Ġorġ Mallia (born 9 November 1957) is a Maltese communications academic, author and cartoonist.

Education and work 

He has a B.A.(Hons) in English Literature and an M.A. in communications, both from the University of Malta, and a Ph.D. in Instructional Technology, from the University of Sheffield, UK. He specialises in Print and Presentation Media, Personal Communications and Branding, Instructional Design and Technology (particularly Transfer of Learning), and Visual Narrative. Ġorġ Mallia is a  professor of communications, and the Head of the Department of Media and Communications, in the Faculty of Media and Knowledge Sciences at the University of Malta.

Publications, media work and cartoons 
As an author, Ġorġ Mallia has produced mostly children's books, which he has also illustrated. His Pullu series for very young children is very popular in Malta and has introduced countless children to reading in Maltese. He has also written two collections of experimental short stories for adults, a book of microstories (Mitt Ruħ) and a collection of poems. He was editor of the comics series Avventura (Adventure), 1982 and Il-Komik (The Comic), 1983–1984. His books for children also include Ktieb ix-Xwejjaħ (1978), Avventura taħt l-Art (1993), Il-Professur Għasfur (2015), and Sigurd and the Tree of Life (2016). He was co-editor and producer of the children's magazine Sagħtar, and past editor of the short lived national children's magazine HeyU!

Ġorġ Mallia is one of Malta's best known cartoonists. His cartoons have been published in newspapers and magazines throughout the island. From 1993 to 2008 he produced what was then Malta's only regular socio-political comic strip (One Family) in The Sunday Times of Malta. Since 2020 he has produced a comic strip that initially mapped humorously the COVID-19 pandemic in Malta, but then also took on socio-political satire, Żepp. Initially run twice weekly in The Times of Malta, it now appears once a week in The Sunday Times of Malta. He is also well known as a pioneering book illustrator in Malta.

He has published extensively (in Maltese and English) in his academic fields of interest, also producing an edited volume of papers exploring the use of Social Media in Education, The Social Classroom (2014).

Professor Mallia has also produced and presented a number of programmes on Maltese national television and radio. In 1996 he won the Broadcasting Authority Award for excellence in broadcasting for his radio analysis of Maltese humour in the series done for Radju ta' l-Università, "Biex Nidhku" ("What we laugh at").

He was chairman of the National Book Council of Malta between 2005 and 2013. He is one of the organisers of the annual international conference held in Greece on Information Communications Technologies in Education (ICICTE).

Bibliography 
Children's books

 Ktieb ix-Xwejjaħ (1987)
 Avventura taħt l-Art (1993)
 Pullu taħt is-Sodda (2000)
 Pullu u d-Dragun (2001)
 L-Avventura ta’ Pullu (2002)
 Pullu u t-tifla mill-ispazju (2003)
 Il-Kukkudrill Eroj (2004)

> [What to work on]:
Rewrite the Ġorġ Mallia text from "Professor Mallia has" to "u d-Dragun (2001)", putting "president" wherever "chairman" occurs.

> [Supplied records]:
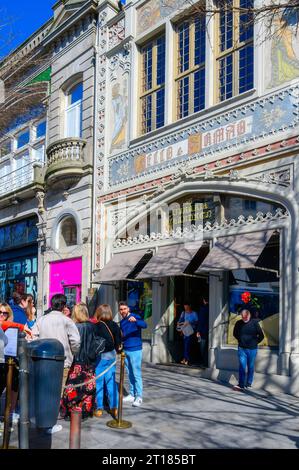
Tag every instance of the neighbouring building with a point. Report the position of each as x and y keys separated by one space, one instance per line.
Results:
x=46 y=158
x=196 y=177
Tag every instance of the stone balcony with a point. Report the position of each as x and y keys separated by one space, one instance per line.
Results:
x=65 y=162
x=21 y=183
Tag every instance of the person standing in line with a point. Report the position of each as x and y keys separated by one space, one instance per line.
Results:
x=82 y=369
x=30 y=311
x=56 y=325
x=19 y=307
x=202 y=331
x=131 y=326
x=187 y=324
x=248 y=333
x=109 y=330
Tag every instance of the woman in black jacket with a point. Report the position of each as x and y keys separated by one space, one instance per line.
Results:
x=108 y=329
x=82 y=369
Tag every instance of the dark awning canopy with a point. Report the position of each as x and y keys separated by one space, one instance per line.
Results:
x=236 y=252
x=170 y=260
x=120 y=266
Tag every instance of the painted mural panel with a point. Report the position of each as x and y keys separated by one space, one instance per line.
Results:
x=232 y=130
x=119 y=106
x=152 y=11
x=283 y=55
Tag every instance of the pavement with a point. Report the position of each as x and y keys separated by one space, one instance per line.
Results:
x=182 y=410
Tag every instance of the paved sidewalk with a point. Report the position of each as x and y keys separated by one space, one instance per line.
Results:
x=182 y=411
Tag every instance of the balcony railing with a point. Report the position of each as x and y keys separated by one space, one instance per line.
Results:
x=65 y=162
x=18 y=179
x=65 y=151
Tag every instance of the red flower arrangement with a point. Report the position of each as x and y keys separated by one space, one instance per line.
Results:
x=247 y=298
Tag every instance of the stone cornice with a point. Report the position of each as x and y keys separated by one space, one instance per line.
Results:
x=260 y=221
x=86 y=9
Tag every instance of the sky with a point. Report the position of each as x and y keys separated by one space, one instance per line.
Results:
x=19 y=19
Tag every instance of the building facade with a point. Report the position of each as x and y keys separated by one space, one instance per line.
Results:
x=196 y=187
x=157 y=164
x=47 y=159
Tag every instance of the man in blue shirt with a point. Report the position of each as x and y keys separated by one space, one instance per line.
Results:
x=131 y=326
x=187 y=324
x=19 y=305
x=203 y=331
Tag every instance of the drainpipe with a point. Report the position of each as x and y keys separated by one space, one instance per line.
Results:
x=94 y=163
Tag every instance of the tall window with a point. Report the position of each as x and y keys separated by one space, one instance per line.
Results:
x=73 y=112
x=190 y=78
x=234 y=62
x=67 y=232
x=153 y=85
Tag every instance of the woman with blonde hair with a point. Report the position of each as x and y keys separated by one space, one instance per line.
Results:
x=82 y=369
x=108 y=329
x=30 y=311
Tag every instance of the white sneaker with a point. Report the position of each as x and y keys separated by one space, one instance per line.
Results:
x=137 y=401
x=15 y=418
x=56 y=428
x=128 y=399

> [Reply]:
Professor Mallia has also produced and presented a number of programmes on Maltese national television and radio. In 1996 he won the Broadcasting Authority Award for excellence in broadcasting for his radio analysis of Maltese humour in the series done for Radju ta' l-Università, "Biex Nidhku" ("What we laugh at").

He was president of the National Book Council of Malta between 2005 and 2013. He is one of the organisers of the annual international conference held in Greece on Information Communications Technologies in Education (ICICTE).

Bibliography 
Children's books

 Ktieb ix-Xwejjaħ (1987)
 Avventura taħt l-Art (1993)
 Pullu taħt is-Sodda (2000)
 Pullu u d-Dragun (2001)